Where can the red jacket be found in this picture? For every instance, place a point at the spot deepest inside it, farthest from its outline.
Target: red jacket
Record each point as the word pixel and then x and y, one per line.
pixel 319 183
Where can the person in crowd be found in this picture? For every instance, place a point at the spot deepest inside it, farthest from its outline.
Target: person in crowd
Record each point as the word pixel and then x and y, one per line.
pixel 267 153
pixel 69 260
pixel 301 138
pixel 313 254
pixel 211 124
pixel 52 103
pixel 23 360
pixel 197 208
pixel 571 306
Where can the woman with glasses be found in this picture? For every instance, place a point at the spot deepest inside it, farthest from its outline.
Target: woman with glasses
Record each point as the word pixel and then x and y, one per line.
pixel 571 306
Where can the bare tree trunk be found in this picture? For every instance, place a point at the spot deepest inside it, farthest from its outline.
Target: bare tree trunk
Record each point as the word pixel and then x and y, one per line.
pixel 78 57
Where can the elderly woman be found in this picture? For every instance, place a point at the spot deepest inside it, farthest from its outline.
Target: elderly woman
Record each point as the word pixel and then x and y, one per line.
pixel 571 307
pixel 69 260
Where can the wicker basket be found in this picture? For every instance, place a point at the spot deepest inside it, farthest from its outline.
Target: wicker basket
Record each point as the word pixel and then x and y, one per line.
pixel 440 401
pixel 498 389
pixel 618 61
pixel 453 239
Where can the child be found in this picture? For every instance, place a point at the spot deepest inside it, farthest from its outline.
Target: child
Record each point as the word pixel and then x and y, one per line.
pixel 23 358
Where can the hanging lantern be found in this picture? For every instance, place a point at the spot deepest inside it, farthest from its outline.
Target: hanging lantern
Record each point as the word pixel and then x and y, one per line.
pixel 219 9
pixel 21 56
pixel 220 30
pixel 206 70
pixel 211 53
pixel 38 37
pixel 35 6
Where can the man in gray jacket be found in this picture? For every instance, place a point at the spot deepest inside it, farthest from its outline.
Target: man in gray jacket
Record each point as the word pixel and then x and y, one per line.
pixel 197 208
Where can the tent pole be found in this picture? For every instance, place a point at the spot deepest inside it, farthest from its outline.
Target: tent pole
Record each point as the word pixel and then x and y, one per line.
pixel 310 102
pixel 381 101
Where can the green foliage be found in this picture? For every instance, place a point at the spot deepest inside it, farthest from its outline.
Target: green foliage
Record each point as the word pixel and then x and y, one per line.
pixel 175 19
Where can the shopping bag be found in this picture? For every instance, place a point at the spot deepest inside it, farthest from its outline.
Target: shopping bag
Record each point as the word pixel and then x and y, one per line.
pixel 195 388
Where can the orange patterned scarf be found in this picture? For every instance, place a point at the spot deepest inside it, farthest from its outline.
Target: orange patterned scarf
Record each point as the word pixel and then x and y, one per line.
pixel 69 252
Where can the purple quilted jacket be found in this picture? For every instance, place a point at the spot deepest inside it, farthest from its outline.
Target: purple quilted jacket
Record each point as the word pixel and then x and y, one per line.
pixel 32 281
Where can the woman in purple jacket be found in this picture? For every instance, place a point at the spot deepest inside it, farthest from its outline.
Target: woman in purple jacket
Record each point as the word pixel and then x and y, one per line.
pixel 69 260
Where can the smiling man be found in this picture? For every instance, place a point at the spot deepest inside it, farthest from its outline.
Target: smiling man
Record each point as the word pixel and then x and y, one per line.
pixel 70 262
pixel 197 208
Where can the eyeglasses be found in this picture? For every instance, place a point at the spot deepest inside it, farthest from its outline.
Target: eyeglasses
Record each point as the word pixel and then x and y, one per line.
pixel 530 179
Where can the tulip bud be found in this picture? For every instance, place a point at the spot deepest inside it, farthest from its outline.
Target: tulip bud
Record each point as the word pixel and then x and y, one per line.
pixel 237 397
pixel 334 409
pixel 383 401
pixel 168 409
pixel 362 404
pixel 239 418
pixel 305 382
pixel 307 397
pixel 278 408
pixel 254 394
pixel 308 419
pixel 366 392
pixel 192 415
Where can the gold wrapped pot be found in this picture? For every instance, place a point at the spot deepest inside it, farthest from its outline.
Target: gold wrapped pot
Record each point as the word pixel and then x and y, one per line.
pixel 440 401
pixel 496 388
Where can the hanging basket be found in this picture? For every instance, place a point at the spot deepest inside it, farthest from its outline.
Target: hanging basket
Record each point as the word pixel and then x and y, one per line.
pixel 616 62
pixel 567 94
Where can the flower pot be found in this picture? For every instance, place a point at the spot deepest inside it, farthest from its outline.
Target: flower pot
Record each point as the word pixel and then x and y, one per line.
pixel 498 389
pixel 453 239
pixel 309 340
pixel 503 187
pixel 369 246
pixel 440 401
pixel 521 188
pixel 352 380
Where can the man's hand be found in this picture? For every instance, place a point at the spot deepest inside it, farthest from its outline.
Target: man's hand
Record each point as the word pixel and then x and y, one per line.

◆ ◆ ◆ ◆ ◆ ◆ ◆

#### Your assignment:
Give the data back in full, matching it character for character.

#### Answer for this exercise:
Where can the red jacket be found in this picture? For every instance, place a point at the spot deepest inside it, farthest from its outline.
Target: red jacket
Record each point as the word pixel and then x and y, one per line.
pixel 319 183
Where can the person in crowd be found in this picture? For every instance, place a point at the spot deepest inside it, farthest from its outline.
Target: person in crowd
Record each point as the word pixel and then x and y, one per line.
pixel 267 153
pixel 69 260
pixel 301 138
pixel 313 254
pixel 211 124
pixel 52 103
pixel 23 360
pixel 197 208
pixel 571 306
Where can the woman with glasses be found in this picture? For every instance, place a point at the spot deepest inside it, farthest from its outline.
Target: woman with glasses
Record each point as the word pixel and then x and y, one per line.
pixel 571 306
Where can the bare tree trunk be found in this picture? For every instance, place a point at the spot deepest inside it, farthest from its outline.
Target: bare tree trunk
Record each point as the word pixel and then x and y, one per line.
pixel 78 57
Where can the elderly woman be found in this picture? For every instance, place a point at the spot deepest inside it, farthest from its outline.
Target: elderly woman
Record each point as the word pixel and then x and y, one per line.
pixel 571 307
pixel 69 260
Where can the wicker basket be found in this picture? For every instance, place a point at the spot deepest inside it, farthest from its outline.
Target: wicker basket
Record each point as the word pixel and then x and y, one per line.
pixel 440 401
pixel 498 389
pixel 618 61
pixel 453 239
Where can the child be found in this picture? For every instance, place a point at the spot deepest inside it, farthest from its outline.
Target: child
Record each point as the word pixel and then x and y, one per line.
pixel 23 358
Where can the hanging lantern be found in this picture? For every instance, place a point at the spot deepest inside it, farthest from its outline.
Target: hanging lantern
Record each point as the word pixel and then x and y, one per line.
pixel 219 9
pixel 21 56
pixel 220 30
pixel 206 70
pixel 211 53
pixel 38 37
pixel 35 6
Where can the man in gray jacket be found in this picture? For every instance, place a point at the spot deepest inside it, farthest from its outline.
Target: man in gray jacket
Record each point as the word pixel and then x and y, one per line.
pixel 197 208
Where can the tent pole be found in this picture? For every instance, place a point at the spot deepest inside it, farthest from its outline.
Target: tent pole
Record each point as the word pixel and then x and y, one per line.
pixel 310 102
pixel 381 101
Where can the green foliage be found in this picture? For every instance, place a point at the spot deepest inside it, farthest from its outline.
Target: green foliage
Record each point as the word pixel and then x and y, one per line.
pixel 175 19
Where can the shopping bag be found in this picture? For every instance, place a point at the spot deepest inside it, farthest from its outline.
Target: shopping bag
Record each point as the word pixel and then x and y, one per line.
pixel 195 388
Where can the orange patterned scarf be found in this picture? For every instance, place a point at the spot deepest inside it, farthest from its outline.
Target: orange patterned scarf
Record each point as the word pixel and then x and y, one per line.
pixel 69 252
Where can the purple quilted jacket be found in this picture? For every instance, place a point at the spot deepest inside it, farthest from its outline.
Target: purple quilted jacket
Record each point as the word pixel and then x and y, one per line.
pixel 32 281
Where can the woman in purple jacket be found in this picture? For every instance, place a point at the spot deepest inside it, farthest from its outline.
Target: woman in purple jacket
Record each point as the word pixel and then x and y, one per line.
pixel 69 260
Where can the smiling man be found in this picture? For every instance, place a point at the spot deepest inside it, farthest from its outline.
Target: smiling man
Record each point as the word pixel and then x and y, one per line.
pixel 70 262
pixel 197 208
Where can the eyeglasses be found in this picture? For every instance, place a point at the spot deepest inside it, farthest from its outline.
Target: eyeglasses
Record each point as the word pixel and then x and y, one per line.
pixel 530 179
Where can the tulip bud be found in this picture? For every instance, place a point at the spot deepest inside it, farthest from its outline.
Target: tulip bud
Record each point as the word pixel and then x and y, one per line.
pixel 237 397
pixel 334 409
pixel 383 401
pixel 168 409
pixel 362 404
pixel 239 418
pixel 305 382
pixel 307 397
pixel 278 408
pixel 254 394
pixel 308 419
pixel 366 392
pixel 192 415
Where can the gold wrapped pot be found in this picture? For every instance, place a point at the spot deepest inside it, farthest from its outline.
Target: gold wrapped pot
Record each point as the word pixel and then x and y, one per line.
pixel 440 401
pixel 496 388
Where can the hanging basket be found in this picture? For every instance, place a point at the spot deepest inside it, farthest from its outline.
Target: hanging basket
Record each point as the word pixel and then x and y, one per line.
pixel 616 62
pixel 567 94
Where can the flower pot be found in this picture? For every instance, place a point at the spot deepest inside it, farthest from its outline.
Target: flower pot
Record each point as the word pixel and then x and y, one per line.
pixel 498 389
pixel 453 239
pixel 309 340
pixel 503 187
pixel 369 246
pixel 440 401
pixel 521 188
pixel 352 380
Where can the man's hand be found in this picture? For every instance, place a point at the spot deepest inside it, farthest from its outline.
Target: man's hand
Record each point as the word pixel and then x and y, one per line.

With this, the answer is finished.